* Prompt: In the forum thread below about the cancellation of "The Hunt," what does Pluupy say the movie was going to be a copy of?
— BEGIN Passage to read —
# "The Hunt" Canceled



## Deleted User (Aug 11, 2019)

This isn't visionary. Or even creative.
This is just plain disgusting.

I think, no matter what side you've chosen that we can all agree, there will _never _be a "right time" to release such a film.
Killing people based on their political beliefs? That's evil.

We need to stop this hatred, and instead work towards a solution. Can you agree with that?


----------



## Pluupy (Aug 11, 2019)

Nothing of value was lost. It was just going to be a copy of The Most Dangerous Game but a modern take with a political agenda.


----------



## Taleweaver (Aug 11, 2019)

MicmasH_Wii said:


> This isn't visionary. Or even creative.
> This is just plain disgusting.
> 
> I think, no matter what side you've chosen that we can all agree, there will _never _be a "right time" to release such a film.
> ...



Ouch... I really couldn't disagree more, here. I get that defending a horror movie won't sit well with some no matter the circumstances, but I'll take my chances.

Let's start at the linked video. I should probably save this, so in a few years time I can point to it as a clear example of a witch hunt.
So there's a tragedy. Next, Donald Trump points in A VERY GENERAL DIRECTION at Hollywood, and fox News directors are all to eager to play fetch.

Case in point : Trump complains about movies being racist, and fox News directed that at a movie that isn't even racist to begin with. At least the news anchor is honest about that. As well as that he hasn't seen the movie either and is just going by a trailer.

... And so are you, man. That "such a film" doesn't exist but in your imagination. The actual movie is a satire that puts the 1% versus everyone else. In a more visual style than in reality, of course (that's what all good horror movies do). It's not racist, nor does it even clearly call for any separation.
And if you listen to universals words, you hear a wildly different story than what fox anchors try to spin. They acknowledge that it's currently not the right time to release the movie. That's all. They don't distance themselves from it, they don't apologize for anything, they are not sorry for anything. Not should they be.

As a connaisseur of horror movies, I can point out many examples of why a movie like this is especially important to be released, but I've got to be honest : I've got to see the movie for it myself first. I've seen great ones and bad ones, and a trailer and/or a pitch is little to go by for a definitive de fence.

But 'plain disgusting'?  Agree that there's never a right time for it? That's at best ignorance. At worst it's the attempt to kill ideas because they're too powerful to handle.

Which brings me to my speculation on the why that universal holds off the movie for now. It's not because of racism, but because US partisanship is seriously getting out of hand. Of course nobody is going to shoot one another because of it, but a horror movie can (and should) play on the fear that it MIGHT happen.
— END Passage to read —
— BEGIN Dataset content —
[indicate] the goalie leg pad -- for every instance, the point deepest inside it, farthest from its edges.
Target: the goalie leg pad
— END Dataset content —
* Task response: The Most Dangerous Game, in a modern take with a political agenda.